■ Data under study

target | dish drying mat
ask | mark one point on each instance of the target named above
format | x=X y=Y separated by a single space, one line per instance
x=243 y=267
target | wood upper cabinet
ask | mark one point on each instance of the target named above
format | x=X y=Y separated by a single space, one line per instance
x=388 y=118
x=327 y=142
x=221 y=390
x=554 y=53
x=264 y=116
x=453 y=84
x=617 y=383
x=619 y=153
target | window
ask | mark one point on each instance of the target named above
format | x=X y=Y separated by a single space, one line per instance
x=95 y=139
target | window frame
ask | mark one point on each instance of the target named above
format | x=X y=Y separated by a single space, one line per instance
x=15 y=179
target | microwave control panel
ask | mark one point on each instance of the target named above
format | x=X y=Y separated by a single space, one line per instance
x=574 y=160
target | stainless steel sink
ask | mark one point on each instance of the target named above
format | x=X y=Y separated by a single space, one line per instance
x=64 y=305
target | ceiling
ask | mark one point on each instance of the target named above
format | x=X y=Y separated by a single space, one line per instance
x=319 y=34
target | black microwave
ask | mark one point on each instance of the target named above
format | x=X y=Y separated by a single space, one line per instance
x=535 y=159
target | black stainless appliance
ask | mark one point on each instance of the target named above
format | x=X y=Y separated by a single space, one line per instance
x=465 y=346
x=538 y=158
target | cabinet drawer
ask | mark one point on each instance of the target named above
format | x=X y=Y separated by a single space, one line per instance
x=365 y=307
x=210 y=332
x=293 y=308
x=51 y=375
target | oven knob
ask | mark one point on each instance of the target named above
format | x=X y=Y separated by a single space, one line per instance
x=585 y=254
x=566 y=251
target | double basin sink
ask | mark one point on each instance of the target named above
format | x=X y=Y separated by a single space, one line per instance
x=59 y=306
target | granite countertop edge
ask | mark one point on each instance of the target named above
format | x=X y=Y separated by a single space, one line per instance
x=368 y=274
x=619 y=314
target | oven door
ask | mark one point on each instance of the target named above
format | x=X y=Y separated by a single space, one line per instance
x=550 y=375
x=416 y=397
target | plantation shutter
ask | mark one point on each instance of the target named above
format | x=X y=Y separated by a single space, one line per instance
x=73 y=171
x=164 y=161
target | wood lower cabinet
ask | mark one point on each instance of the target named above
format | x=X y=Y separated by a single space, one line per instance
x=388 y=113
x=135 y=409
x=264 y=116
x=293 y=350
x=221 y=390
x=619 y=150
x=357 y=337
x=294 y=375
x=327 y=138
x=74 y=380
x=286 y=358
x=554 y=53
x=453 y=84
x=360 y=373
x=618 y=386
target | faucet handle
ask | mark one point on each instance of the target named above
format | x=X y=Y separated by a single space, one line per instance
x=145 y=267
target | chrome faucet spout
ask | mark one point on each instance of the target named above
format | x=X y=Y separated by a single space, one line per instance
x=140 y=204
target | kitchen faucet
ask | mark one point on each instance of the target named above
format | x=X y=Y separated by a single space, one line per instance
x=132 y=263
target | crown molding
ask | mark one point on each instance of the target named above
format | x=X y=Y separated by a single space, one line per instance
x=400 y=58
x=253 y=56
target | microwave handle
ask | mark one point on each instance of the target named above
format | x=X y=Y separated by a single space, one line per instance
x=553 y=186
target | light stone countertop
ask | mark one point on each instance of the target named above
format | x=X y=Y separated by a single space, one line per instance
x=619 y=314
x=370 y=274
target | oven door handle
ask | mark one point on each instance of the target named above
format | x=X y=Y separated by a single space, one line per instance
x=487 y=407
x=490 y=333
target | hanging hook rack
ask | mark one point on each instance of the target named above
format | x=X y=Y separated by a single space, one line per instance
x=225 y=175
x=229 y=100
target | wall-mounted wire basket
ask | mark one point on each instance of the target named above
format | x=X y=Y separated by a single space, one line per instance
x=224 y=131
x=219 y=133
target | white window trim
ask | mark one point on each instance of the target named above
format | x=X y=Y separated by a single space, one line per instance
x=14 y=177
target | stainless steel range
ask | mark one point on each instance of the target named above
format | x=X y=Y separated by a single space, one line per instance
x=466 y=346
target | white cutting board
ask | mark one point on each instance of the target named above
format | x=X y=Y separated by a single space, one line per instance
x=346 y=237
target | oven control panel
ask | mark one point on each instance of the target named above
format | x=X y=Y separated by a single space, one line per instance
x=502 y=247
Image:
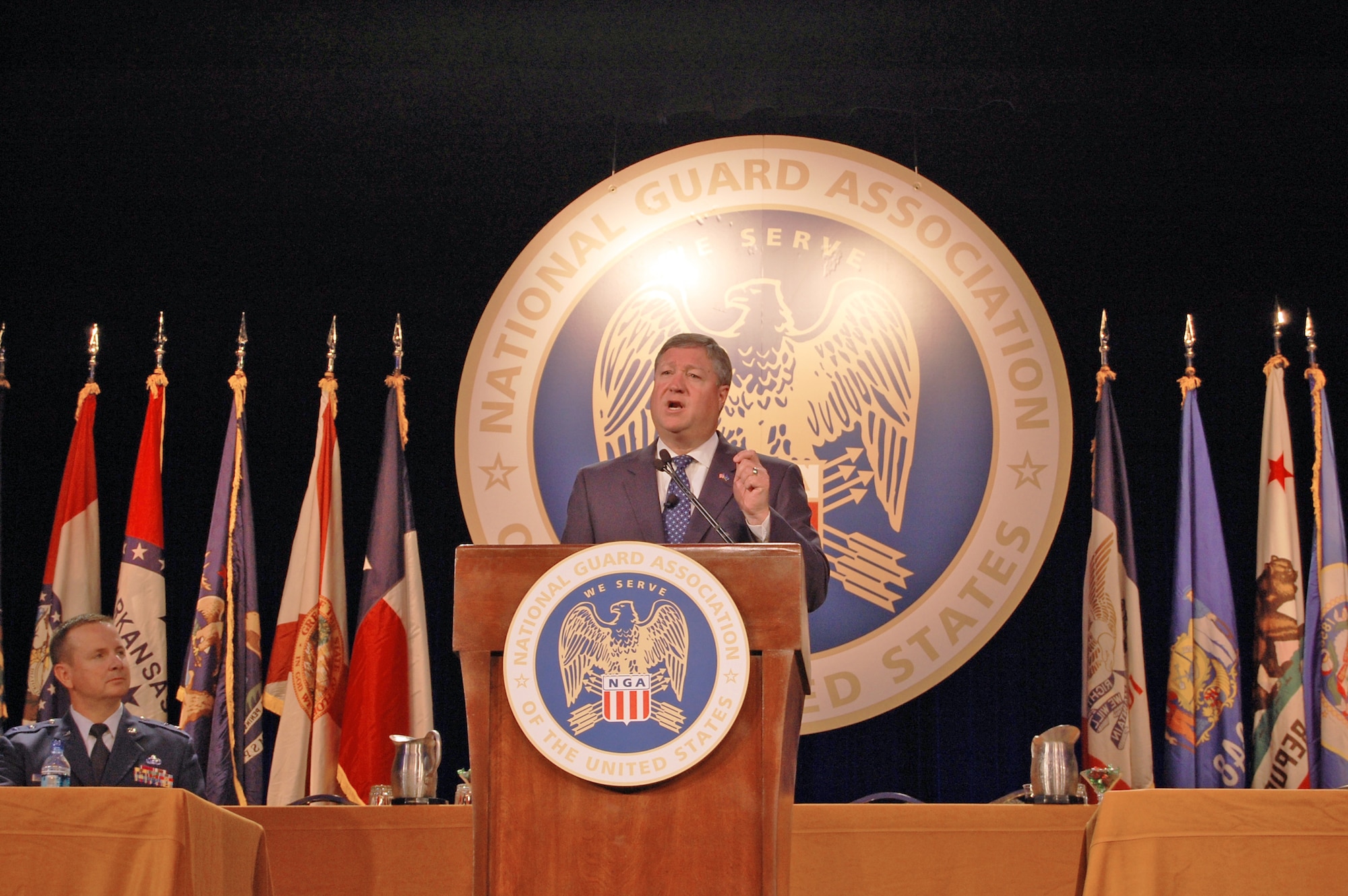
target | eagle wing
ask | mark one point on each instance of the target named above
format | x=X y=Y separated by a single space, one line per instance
x=583 y=645
x=625 y=367
x=859 y=366
x=663 y=638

■ Exercise aim
Images should not appear in the copy; retype the listing above exactly.

■ Task answer
target | dish drying mat
ask | mark one point on each instance of the target named above
format | x=X y=Y separated by a single space, one line per instance
x=243 y=267
target | wood upper cabinet
ask | mark one point on each instance of the target named above
format | x=X y=Y separated by a single space, one line per instance
x=388 y=118
x=327 y=142
x=221 y=390
x=554 y=53
x=264 y=116
x=453 y=84
x=617 y=383
x=619 y=153
target | window
ask | mark one point on each instance of the target named above
format | x=X y=Y separated by a single space, one line per instance
x=95 y=139
target | window frame
ask | mark one point on each instance of the target named above
format | x=X y=Y separated by a single space, one line per instance
x=15 y=179
target | microwave control panel
ask | mark one point on each instance of the target named above
format | x=X y=Y separated by a single space, one line per instance
x=574 y=160
target | stainless steel sink
ask | mark one point on each instance of the target named above
format | x=X y=Y separated by a single space, one line per instance
x=64 y=305
target | ceiling
ask | mark one point on each instance of the target named above
format | x=X y=Y separated by a single space, one line per instance
x=319 y=34
target | black microwave
ask | mark one point on each instance of the target named above
format | x=X y=Y separated by a single space, one line per instance
x=535 y=159
target | black stainless appliance
ask | mark one point on each instance of the target named above
format | x=X y=Y separated by a single space, one line per instance
x=465 y=346
x=538 y=158
target | cabinet drawer
ask | mark one point on each instance of the target named above
format | x=X y=Y separated by a single space, one line per instance
x=365 y=307
x=210 y=332
x=293 y=308
x=51 y=375
target | oven knob
ask | mark one point on each instance of the target named above
format | x=X y=Y separated by a single space, one line per instance
x=585 y=254
x=566 y=251
target | double basin sink
ask | mark one point on each instance of the target named above
format | x=X y=Y separated by a single space, one line per instance
x=59 y=306
target | granite countertop edge
ask | mark one point on each instance of the target named above
format | x=X y=Y separated by a single space, one line per instance
x=368 y=274
x=619 y=314
target | oven door
ask | mark one point on each instance of the target named above
format | x=X y=Y separated by a single space, one line per instance
x=550 y=375
x=416 y=397
target | plantation shutter
ask | mark one point on each instance of the target named above
format | x=X y=Y separated by a single space, one line per instance
x=73 y=171
x=164 y=161
target | wood lower cabinet
ask | mark one point on each instance of the target named above
format | x=X y=Y separated by a single space, one line per instance
x=388 y=113
x=135 y=409
x=264 y=116
x=293 y=350
x=221 y=390
x=619 y=150
x=357 y=337
x=294 y=375
x=327 y=138
x=74 y=380
x=286 y=358
x=554 y=53
x=453 y=84
x=360 y=373
x=618 y=386
target | faucet handle
ask | mark one point on each instance of the target named above
format | x=X y=Y separated by a single space, one line per instance
x=145 y=267
target | chrome faucet spout
ask | mark one point on each instance of the target named above
format | x=X y=Y separated by a single space, one line per instance
x=140 y=204
target | kitchen faucet
ask | mark one point on each instance of the target named above
format | x=X y=Y separated by a single space, one line per instance
x=132 y=263
target | crown molding
ask | mark one point on each instance of the target named above
format | x=X y=Y separated by a single space, one line per instance
x=400 y=58
x=253 y=56
target | microwave handle
ask | mark one point on each instance of the target named above
format | x=X y=Y separated by a single space, one line per instance
x=553 y=186
target | light stone countertop
ask | mark one point on each instance of the target named above
format | x=X y=Y separated by a single space, one line per instance
x=619 y=314
x=370 y=274
target | oven door handle
ask | mark one point on each instance of the target named above
format | x=X y=Y separated by a single space, one line per instance
x=487 y=407
x=490 y=333
target | hanging hook rack
ask | mark one point on each instance of the target named above
format | x=X y=Y separated by a single space, one line per instance
x=225 y=175
x=229 y=100
target | wall-mounted wire basket
ask | mark one point on each instance of the target named above
format | x=X y=Y separated by a single space, one line per instance
x=224 y=131
x=219 y=133
target | white window trim
ask | mark one point on each instance of the target named above
format | x=X y=Y separated by a single space, one line per instance
x=14 y=177
target | stainless steel range
ask | mark one point on each instance of the target named above
format | x=X y=Y separated by a single space, one line per instance
x=466 y=346
target | white cutting board
ask | mark one point on each instance of the target named above
format | x=X y=Y separated by a single space, one line per instance
x=346 y=237
target | oven control panel
ask | mark one point on each instance of the target named above
format | x=X y=Y separated by a single space, one line per instance
x=502 y=247
Image:
target | eagle wing
ask | mark one point on each instance of the target named above
format | x=X y=Y separated by a single space, one line per instance
x=583 y=645
x=625 y=367
x=859 y=366
x=663 y=638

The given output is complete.